Object position labeling entries:

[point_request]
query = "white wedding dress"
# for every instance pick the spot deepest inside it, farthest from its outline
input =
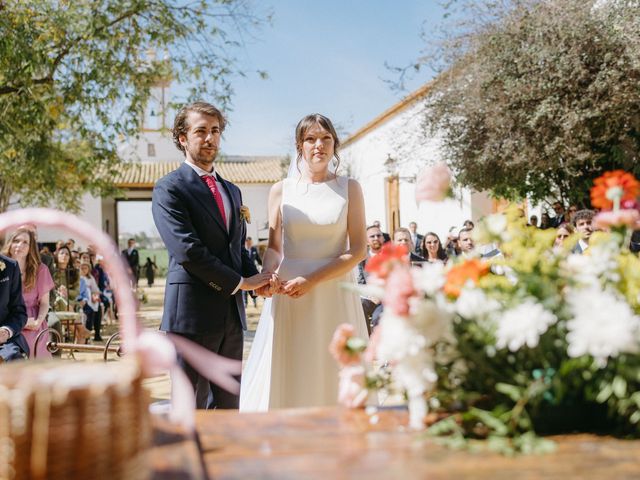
(289, 364)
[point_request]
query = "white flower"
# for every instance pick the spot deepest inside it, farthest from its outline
(523, 325)
(473, 303)
(597, 265)
(430, 278)
(496, 224)
(603, 325)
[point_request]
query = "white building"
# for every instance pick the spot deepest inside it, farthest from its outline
(152, 155)
(386, 155)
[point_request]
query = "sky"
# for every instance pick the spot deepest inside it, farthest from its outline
(326, 57)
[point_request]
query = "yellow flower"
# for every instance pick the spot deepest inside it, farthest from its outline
(245, 214)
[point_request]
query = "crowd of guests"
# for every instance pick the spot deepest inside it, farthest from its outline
(428, 248)
(69, 279)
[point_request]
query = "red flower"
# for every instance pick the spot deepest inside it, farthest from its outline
(601, 192)
(459, 275)
(390, 255)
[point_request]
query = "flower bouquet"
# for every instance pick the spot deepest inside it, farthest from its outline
(535, 342)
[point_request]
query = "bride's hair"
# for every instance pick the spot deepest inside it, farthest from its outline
(305, 124)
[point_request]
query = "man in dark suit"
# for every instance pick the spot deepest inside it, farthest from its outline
(132, 257)
(198, 216)
(13, 314)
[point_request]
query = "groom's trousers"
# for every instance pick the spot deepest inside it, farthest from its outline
(226, 340)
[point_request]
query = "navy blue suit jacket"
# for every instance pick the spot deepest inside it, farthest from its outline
(13, 313)
(206, 262)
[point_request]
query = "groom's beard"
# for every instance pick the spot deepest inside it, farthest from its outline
(204, 158)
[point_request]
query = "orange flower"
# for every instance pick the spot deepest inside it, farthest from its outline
(460, 274)
(604, 189)
(390, 255)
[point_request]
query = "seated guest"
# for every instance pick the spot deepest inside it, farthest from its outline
(36, 285)
(452, 248)
(465, 240)
(402, 236)
(67, 283)
(432, 249)
(563, 232)
(385, 236)
(371, 306)
(416, 238)
(582, 222)
(13, 313)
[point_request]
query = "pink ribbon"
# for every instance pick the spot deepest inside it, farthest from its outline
(156, 352)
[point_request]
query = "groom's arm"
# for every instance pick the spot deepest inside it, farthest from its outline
(176, 229)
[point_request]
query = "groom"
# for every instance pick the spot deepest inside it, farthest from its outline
(197, 213)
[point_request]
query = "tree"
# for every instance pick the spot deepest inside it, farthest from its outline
(75, 76)
(538, 97)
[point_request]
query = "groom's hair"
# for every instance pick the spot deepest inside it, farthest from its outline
(180, 125)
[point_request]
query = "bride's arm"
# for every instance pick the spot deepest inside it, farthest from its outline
(273, 255)
(356, 230)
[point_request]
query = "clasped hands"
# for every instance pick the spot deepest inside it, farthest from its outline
(295, 287)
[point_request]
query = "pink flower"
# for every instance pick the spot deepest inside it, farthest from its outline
(371, 352)
(338, 346)
(398, 291)
(434, 183)
(617, 218)
(352, 392)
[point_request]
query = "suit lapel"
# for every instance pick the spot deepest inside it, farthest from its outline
(202, 193)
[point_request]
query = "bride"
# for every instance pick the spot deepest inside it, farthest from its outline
(316, 238)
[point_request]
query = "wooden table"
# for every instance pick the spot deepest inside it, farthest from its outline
(335, 443)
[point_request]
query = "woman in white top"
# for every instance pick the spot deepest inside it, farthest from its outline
(316, 238)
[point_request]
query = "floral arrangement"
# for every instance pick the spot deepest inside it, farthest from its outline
(535, 342)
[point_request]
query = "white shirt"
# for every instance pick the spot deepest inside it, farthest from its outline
(225, 201)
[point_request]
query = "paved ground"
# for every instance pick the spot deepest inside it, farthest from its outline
(150, 315)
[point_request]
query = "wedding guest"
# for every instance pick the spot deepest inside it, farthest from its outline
(402, 236)
(150, 271)
(452, 248)
(559, 218)
(90, 300)
(582, 222)
(465, 240)
(67, 285)
(371, 306)
(132, 257)
(36, 285)
(564, 231)
(385, 235)
(416, 238)
(13, 314)
(432, 249)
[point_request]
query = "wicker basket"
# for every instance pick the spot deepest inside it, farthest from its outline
(67, 421)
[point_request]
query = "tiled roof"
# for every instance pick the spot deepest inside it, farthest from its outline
(236, 169)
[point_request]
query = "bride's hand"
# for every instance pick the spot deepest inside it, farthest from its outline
(296, 287)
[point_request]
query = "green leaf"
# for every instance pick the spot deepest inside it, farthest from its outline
(513, 392)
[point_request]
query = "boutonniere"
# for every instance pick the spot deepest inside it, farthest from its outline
(245, 214)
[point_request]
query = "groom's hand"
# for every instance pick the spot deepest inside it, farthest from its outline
(255, 282)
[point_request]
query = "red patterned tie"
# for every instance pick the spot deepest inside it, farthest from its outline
(211, 183)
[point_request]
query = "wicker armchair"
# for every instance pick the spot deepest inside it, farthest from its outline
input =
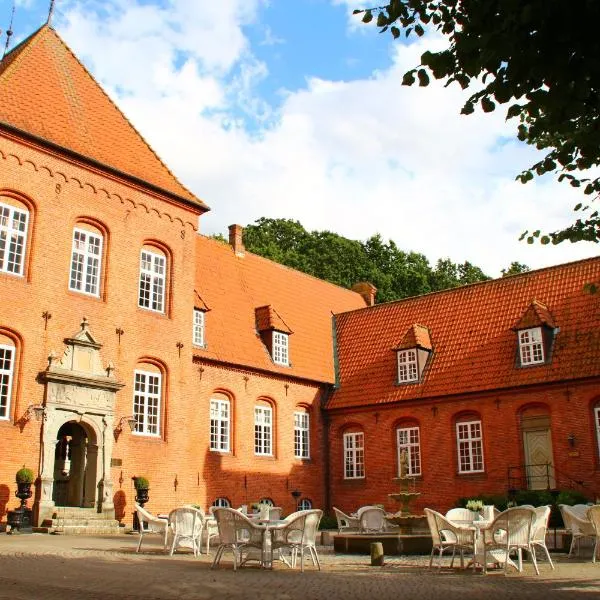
(149, 525)
(447, 535)
(575, 519)
(345, 521)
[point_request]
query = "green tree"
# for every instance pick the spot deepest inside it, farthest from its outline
(538, 57)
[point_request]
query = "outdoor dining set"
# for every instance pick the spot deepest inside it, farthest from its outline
(263, 536)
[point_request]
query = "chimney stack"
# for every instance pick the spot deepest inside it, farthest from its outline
(366, 290)
(235, 239)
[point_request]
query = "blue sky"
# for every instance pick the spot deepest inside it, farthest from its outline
(293, 109)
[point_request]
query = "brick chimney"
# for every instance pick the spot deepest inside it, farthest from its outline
(235, 239)
(366, 290)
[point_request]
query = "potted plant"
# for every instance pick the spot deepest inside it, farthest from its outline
(142, 486)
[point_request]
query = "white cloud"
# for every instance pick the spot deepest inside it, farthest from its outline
(355, 157)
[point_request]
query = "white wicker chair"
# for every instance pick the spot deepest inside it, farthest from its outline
(593, 514)
(575, 519)
(372, 520)
(511, 531)
(186, 526)
(540, 527)
(299, 534)
(236, 532)
(345, 522)
(446, 535)
(151, 525)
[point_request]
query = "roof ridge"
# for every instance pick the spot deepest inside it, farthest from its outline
(478, 283)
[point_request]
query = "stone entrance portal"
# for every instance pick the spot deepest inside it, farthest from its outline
(77, 435)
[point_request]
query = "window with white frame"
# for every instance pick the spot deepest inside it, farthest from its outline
(409, 440)
(7, 364)
(280, 348)
(146, 402)
(198, 333)
(86, 260)
(263, 430)
(219, 424)
(531, 346)
(153, 267)
(13, 239)
(222, 503)
(354, 455)
(470, 447)
(407, 366)
(301, 435)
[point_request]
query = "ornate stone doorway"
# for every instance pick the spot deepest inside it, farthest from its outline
(75, 467)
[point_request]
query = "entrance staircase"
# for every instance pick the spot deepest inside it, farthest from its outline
(68, 520)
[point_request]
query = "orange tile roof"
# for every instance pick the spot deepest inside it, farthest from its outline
(47, 93)
(235, 286)
(475, 346)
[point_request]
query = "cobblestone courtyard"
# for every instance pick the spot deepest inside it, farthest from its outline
(62, 567)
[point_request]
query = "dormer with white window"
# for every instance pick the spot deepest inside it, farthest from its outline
(535, 335)
(274, 333)
(412, 354)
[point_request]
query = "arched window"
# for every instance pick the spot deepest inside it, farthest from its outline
(220, 423)
(147, 399)
(153, 279)
(469, 443)
(7, 370)
(86, 260)
(14, 219)
(354, 455)
(222, 503)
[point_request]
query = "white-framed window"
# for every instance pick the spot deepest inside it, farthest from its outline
(7, 367)
(222, 503)
(531, 346)
(470, 447)
(146, 402)
(198, 332)
(408, 439)
(86, 262)
(13, 239)
(219, 424)
(301, 435)
(305, 504)
(280, 348)
(407, 366)
(153, 268)
(354, 455)
(263, 430)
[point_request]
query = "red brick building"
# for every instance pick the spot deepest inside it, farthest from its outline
(116, 312)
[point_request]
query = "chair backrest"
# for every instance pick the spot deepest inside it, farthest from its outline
(372, 519)
(186, 521)
(460, 515)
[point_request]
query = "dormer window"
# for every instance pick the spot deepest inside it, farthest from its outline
(531, 346)
(412, 354)
(280, 348)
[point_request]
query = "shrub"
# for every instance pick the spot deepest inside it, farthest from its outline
(24, 475)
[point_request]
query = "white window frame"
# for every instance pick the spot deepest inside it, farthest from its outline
(88, 261)
(469, 443)
(263, 430)
(408, 365)
(409, 439)
(145, 399)
(220, 424)
(6, 380)
(301, 434)
(531, 346)
(198, 328)
(354, 455)
(14, 223)
(281, 348)
(153, 278)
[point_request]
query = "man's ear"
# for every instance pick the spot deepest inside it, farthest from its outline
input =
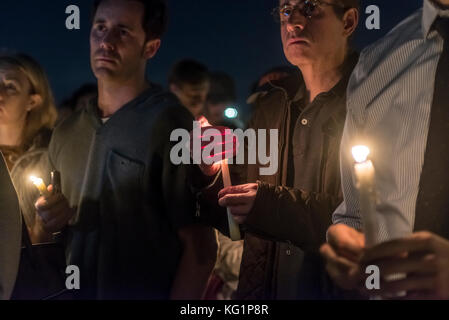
(151, 48)
(350, 21)
(35, 101)
(173, 88)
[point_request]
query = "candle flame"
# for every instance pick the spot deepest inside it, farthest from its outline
(360, 153)
(36, 180)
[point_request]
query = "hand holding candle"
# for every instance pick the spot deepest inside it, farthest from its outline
(221, 145)
(365, 183)
(40, 185)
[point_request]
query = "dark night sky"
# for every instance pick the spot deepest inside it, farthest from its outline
(236, 36)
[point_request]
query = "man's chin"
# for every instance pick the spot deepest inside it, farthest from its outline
(299, 55)
(104, 72)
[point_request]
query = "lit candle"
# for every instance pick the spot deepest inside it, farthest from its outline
(365, 183)
(40, 185)
(234, 230)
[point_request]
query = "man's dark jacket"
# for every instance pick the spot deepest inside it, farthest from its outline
(285, 219)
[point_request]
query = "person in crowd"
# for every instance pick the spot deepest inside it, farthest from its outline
(126, 212)
(285, 216)
(10, 232)
(79, 99)
(27, 117)
(189, 81)
(222, 95)
(398, 102)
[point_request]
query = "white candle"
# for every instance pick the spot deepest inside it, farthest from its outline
(40, 185)
(234, 230)
(365, 183)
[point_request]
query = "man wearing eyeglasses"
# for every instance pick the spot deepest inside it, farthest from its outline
(286, 215)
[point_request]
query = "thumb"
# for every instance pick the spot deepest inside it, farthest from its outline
(231, 190)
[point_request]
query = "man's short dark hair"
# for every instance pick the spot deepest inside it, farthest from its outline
(346, 4)
(155, 17)
(188, 71)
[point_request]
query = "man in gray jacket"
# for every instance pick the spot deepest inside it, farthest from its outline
(10, 233)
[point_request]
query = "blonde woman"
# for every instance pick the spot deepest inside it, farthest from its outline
(27, 116)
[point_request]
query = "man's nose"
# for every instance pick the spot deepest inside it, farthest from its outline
(296, 21)
(109, 40)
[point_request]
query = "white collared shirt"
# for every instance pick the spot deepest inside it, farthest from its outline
(390, 96)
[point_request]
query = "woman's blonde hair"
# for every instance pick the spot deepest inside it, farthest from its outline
(44, 115)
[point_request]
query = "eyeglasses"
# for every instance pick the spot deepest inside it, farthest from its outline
(308, 8)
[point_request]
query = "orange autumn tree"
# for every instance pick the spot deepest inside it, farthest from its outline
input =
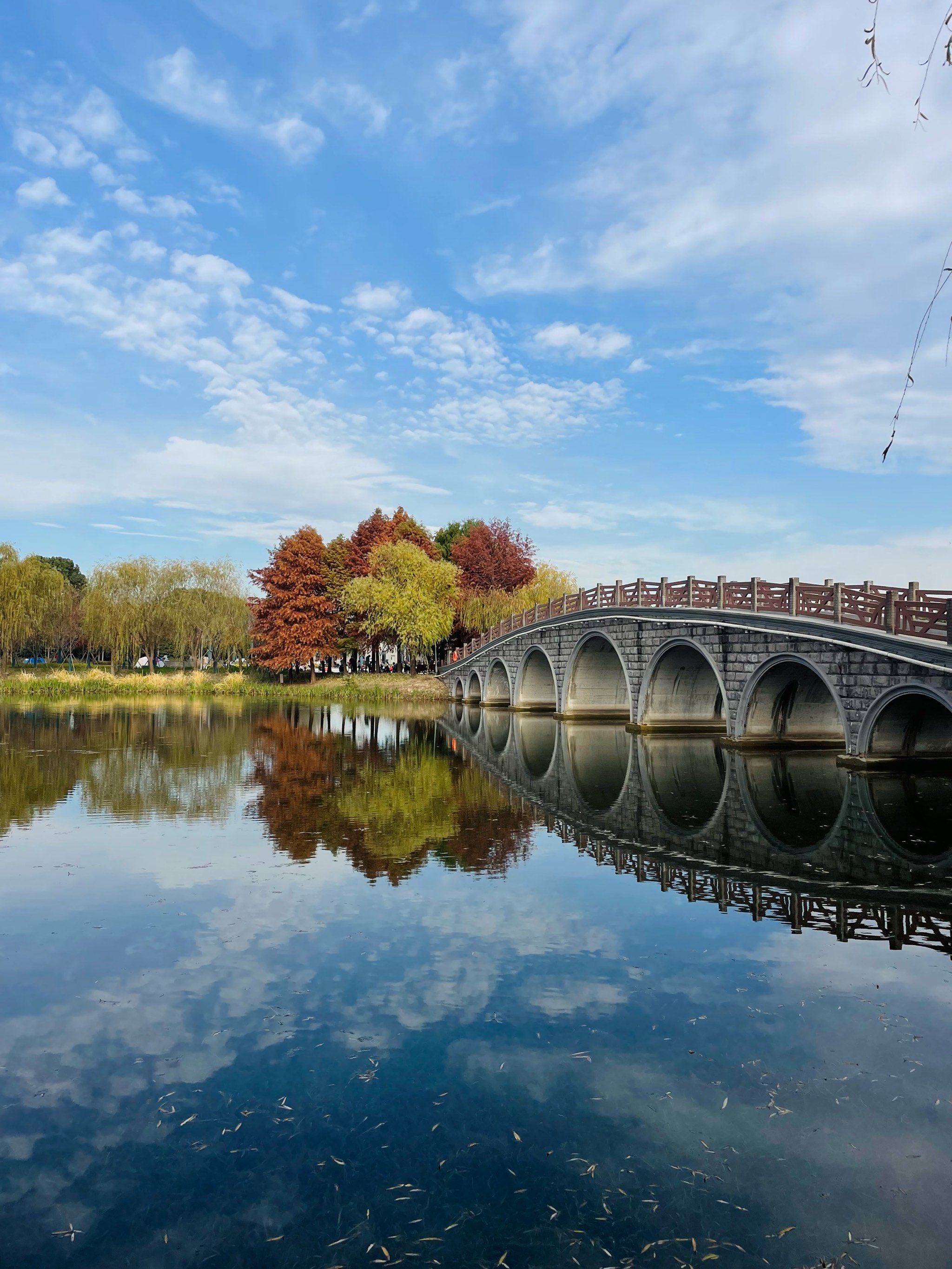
(294, 622)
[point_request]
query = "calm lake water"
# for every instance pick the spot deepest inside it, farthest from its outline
(286, 986)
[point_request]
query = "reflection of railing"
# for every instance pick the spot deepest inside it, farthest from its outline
(800, 905)
(895, 924)
(894, 609)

### SET PROBLEM
Copy out each line of the material that contains the word "suit".

### SOLUTION TO THE EXERCISE
query = "man in dark suit"
query = "navy blue suit jacket"
query = "suit lapel"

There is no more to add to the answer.